Stored entries:

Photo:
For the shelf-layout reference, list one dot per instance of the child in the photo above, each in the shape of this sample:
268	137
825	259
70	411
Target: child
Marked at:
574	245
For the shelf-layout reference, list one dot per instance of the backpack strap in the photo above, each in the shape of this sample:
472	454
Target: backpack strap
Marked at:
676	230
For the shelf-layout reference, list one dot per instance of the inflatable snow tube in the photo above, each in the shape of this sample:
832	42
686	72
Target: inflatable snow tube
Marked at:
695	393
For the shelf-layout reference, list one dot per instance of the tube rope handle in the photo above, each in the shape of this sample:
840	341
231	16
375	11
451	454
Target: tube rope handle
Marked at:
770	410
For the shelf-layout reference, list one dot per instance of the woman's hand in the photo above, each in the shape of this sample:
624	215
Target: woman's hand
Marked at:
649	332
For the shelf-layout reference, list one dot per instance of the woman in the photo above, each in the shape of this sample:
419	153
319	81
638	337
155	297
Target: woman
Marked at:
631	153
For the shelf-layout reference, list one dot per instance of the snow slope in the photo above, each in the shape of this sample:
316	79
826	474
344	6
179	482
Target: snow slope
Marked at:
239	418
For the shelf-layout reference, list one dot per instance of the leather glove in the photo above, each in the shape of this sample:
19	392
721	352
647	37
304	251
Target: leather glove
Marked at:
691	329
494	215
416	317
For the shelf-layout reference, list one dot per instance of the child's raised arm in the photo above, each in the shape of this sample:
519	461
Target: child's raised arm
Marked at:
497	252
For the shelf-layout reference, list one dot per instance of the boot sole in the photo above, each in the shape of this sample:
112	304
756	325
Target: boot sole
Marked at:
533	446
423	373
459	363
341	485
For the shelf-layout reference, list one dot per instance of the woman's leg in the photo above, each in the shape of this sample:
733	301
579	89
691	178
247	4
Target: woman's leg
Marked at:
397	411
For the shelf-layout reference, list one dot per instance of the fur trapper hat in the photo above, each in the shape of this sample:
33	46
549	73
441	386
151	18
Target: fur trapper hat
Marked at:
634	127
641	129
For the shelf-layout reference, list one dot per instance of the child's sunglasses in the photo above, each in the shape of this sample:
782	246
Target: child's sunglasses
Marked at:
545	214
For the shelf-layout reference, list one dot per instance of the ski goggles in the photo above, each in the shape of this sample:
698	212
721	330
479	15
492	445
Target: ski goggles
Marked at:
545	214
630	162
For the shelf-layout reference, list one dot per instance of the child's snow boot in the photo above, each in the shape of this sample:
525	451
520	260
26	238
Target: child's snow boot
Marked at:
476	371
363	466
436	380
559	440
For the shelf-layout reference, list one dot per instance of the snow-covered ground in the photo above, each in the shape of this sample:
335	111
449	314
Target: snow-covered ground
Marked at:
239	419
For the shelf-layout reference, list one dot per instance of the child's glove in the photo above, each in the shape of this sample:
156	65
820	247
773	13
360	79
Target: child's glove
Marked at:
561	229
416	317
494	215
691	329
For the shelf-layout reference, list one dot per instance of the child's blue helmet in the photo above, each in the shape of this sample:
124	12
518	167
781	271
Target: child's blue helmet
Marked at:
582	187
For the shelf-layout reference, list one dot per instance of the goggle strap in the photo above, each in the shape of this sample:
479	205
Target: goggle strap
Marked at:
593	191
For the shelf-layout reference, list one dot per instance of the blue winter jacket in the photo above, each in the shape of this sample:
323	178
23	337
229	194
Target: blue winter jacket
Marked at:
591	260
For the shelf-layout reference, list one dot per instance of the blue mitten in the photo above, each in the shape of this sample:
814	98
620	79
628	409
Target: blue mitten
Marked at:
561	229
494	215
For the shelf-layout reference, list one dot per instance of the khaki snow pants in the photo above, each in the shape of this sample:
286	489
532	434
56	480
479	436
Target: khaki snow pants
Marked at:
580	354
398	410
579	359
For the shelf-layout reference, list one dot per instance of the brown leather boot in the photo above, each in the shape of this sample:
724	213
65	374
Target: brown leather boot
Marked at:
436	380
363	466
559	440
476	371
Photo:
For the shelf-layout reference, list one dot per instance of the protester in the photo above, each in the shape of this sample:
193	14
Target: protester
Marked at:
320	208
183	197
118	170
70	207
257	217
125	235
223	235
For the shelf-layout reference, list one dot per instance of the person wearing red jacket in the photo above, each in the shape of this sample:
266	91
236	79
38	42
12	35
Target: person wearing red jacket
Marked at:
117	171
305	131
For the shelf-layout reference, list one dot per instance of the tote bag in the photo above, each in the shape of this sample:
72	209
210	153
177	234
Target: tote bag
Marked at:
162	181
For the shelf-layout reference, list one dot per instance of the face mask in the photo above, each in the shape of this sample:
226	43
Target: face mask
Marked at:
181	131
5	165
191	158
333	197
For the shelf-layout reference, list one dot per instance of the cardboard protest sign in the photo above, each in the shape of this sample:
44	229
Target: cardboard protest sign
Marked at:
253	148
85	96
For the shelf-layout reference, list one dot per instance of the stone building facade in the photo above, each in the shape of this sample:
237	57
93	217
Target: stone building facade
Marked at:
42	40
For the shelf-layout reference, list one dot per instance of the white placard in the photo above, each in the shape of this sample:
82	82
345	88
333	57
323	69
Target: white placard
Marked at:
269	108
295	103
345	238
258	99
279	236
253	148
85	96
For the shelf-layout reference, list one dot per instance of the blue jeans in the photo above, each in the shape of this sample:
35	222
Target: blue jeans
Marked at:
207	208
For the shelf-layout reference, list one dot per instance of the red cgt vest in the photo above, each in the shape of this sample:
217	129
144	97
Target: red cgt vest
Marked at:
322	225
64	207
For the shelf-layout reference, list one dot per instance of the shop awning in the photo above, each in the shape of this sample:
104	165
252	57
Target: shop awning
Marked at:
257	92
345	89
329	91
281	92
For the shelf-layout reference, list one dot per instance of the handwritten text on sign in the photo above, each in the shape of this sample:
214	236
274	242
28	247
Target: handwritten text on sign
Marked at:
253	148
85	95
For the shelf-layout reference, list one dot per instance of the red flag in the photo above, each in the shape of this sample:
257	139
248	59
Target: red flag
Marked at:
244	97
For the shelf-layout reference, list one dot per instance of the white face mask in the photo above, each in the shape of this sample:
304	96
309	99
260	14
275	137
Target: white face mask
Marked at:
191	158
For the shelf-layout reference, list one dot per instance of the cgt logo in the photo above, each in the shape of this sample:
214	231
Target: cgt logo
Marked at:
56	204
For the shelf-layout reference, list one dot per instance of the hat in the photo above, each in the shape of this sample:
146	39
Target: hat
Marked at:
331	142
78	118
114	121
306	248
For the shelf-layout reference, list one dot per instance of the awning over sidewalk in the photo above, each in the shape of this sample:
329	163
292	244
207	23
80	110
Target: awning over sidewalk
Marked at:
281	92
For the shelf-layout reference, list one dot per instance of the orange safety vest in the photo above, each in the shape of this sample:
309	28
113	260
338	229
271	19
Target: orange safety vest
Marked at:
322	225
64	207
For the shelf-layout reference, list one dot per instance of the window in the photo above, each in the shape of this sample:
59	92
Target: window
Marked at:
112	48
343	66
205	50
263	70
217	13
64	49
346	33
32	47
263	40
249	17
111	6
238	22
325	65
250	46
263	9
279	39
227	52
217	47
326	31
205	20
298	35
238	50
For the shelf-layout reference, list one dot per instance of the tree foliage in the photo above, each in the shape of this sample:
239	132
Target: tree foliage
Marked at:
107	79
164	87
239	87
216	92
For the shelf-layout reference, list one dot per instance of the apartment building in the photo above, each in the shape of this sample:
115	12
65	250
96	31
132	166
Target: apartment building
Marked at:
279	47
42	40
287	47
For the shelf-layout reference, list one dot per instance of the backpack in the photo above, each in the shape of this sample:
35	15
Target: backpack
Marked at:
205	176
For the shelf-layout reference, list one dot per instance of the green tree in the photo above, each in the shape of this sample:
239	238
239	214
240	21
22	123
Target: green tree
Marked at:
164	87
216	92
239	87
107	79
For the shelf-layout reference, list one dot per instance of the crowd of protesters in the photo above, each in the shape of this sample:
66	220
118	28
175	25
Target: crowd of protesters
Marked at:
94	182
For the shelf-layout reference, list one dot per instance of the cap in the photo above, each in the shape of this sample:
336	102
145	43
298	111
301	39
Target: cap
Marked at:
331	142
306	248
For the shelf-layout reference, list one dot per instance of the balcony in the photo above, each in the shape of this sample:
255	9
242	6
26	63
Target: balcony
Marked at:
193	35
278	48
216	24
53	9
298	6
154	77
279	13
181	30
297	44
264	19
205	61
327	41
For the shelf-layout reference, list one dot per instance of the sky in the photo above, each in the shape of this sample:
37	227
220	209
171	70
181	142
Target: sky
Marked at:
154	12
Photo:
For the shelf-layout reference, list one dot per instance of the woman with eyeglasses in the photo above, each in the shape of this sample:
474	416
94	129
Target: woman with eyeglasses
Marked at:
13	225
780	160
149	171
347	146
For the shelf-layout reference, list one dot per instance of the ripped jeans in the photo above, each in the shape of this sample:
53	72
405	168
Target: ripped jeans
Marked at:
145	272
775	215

◆ Exercise: Every line from the one containing "of the tree" through the end of the entries above must be echoed exactly, with both ends kept.

◆ Output of the task:
For the shelf-layout reference, list one dot per instance of the tree foliage in the photo above, each in the shape of this sample:
239	132
Target: tree foliage
Marked at:
107	79
164	87
239	87
216	92
For the shelf-layout reference, list one dot per instance of the apartment building in the photo above, each in the shape of this sample:
115	12
65	250
96	31
132	166
Target: apartment building
Marked at:
279	47
42	40
287	47
For the shelf-layout reference, list one dot per instance of the backpack in the photo above, each in the shape of this sample:
35	15
Target: backpack
Marked at:
205	176
For the shelf-layout reference, list one dot per instance of the green tree in the photo above, each in the shape of this sample:
239	238
239	214
240	21
22	123
Target: green tree
Marked at:
164	87
216	92
239	87
107	79
For the shelf-layout reference, list one dot per instance of the crowd of protesters in the photo above, each in the shape of this sample:
66	220
118	28
175	25
Target: crowd of protesters
Marked at:
94	182
For the shelf-layout reference, list one dot per instance of the cap in the photo above, each in the shape of this sample:
336	102
145	43
298	111
301	39
Target: cap
Marked at:
331	142
306	248
For the shelf-layout reference, list one dot per instance of the balcony in the photo above, each in the shape of this sample:
255	9
242	6
26	63
Target: balcony
Marked at:
193	35
278	48
216	24
53	9
298	6
154	77
279	13
181	30
297	44
264	19
205	61
327	41
For the shelf-layout reference, list one dot per instance of the sky in the photo above, each in the shape of this sample:
37	227
220	209
171	70
181	142
Target: sky
Marked at:
154	12
Photo:
For the shelf-layout reference, list one dot per instance of the woman with eyeglasses in the photo above, each in the shape of this sample:
474	416
94	129
Target: woman with eyeglasses
Marked at:
13	225
780	160
149	171
347	146
For the shelf-layout reference, list one dot per instance of the ripped jeans in the photo above, each in the shape of this sample:
53	72
405	168
Target: ripped jeans
Marked at:
145	272
775	215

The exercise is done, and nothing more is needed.